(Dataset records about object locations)
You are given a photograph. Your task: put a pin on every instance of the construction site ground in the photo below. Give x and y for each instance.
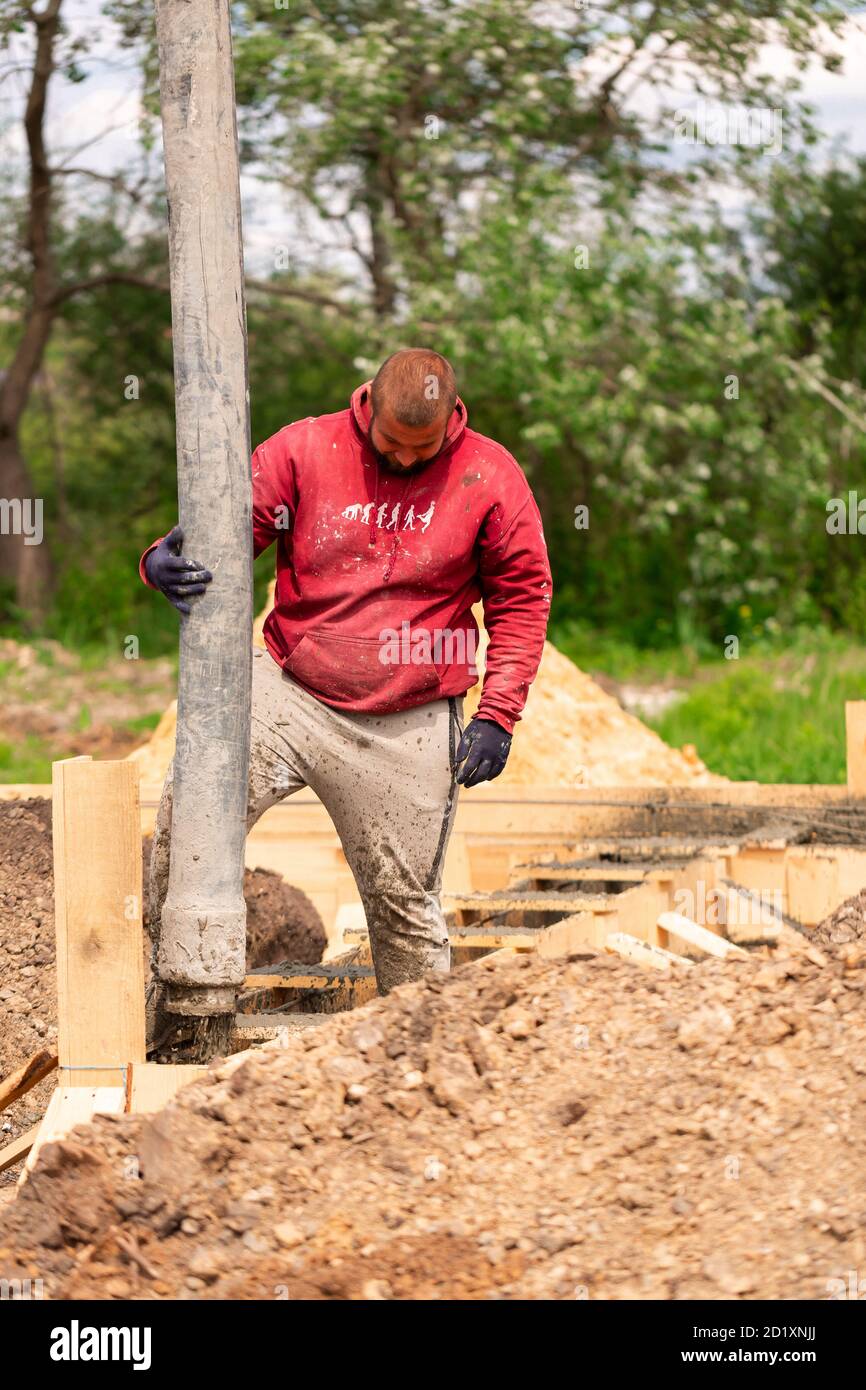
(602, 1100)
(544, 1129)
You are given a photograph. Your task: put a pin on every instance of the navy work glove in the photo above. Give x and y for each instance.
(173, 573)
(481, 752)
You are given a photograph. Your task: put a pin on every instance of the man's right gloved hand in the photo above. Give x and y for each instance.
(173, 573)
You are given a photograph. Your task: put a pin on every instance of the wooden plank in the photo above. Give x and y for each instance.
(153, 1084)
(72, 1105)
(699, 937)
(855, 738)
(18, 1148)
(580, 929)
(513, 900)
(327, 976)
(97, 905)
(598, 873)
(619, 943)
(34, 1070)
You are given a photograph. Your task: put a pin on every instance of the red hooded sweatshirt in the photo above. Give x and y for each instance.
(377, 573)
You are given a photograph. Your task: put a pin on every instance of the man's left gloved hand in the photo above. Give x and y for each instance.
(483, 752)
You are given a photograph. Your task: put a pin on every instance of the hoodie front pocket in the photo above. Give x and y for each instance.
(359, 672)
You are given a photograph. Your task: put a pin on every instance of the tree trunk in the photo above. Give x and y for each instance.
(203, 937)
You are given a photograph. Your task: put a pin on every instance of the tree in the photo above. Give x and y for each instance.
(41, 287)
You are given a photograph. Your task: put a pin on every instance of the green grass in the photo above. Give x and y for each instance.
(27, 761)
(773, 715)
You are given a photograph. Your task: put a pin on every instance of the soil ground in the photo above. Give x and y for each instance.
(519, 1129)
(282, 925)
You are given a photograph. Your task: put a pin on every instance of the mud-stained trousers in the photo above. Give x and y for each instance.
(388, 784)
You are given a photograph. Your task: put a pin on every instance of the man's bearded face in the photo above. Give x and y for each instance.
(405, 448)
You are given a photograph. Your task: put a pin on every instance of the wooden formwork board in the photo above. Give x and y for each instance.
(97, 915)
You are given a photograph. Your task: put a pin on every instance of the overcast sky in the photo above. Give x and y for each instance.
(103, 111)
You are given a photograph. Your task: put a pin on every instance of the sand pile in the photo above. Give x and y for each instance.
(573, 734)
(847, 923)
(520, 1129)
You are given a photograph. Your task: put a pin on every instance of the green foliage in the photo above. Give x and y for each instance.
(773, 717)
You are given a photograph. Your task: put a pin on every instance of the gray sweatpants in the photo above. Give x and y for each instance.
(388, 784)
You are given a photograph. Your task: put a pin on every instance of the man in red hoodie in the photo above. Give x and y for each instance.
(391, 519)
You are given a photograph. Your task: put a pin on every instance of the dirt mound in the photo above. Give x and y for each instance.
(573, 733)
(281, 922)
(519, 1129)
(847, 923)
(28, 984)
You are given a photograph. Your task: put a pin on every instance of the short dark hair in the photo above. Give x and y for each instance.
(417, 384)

→ Your instructions
Give back the lines of the listing from the one with "of the sand" through the end, both included, exactly as written and with nothing added.

→ Solution
You are given a photograph. Your task: put a pin on every instance of the sand pile in the photo above. Give x and y for each instance.
(573, 734)
(847, 923)
(520, 1129)
You are given a photograph. Your task: put a pin on every instance of the green foliage in the photo above. Give x and y for each instance.
(773, 717)
You are given a photograph. Your task: put a pin on every instance of the gray sweatpants in the photo above. Give x and y for each instance.
(388, 784)
You are given a photograph. Your task: put a pin on every instance of the man in red hoodie in the photo above. Give x and y for each instance.
(391, 519)
You are given a photograph. Your task: put a pin on every instance of the dirt mound in the photo above. Give x and y for each instance.
(573, 733)
(281, 922)
(519, 1129)
(847, 923)
(28, 984)
You are given a photograph. Your task: put a pin on every instance of the short dark hair in the photo above. Give x and y for each instance.
(417, 384)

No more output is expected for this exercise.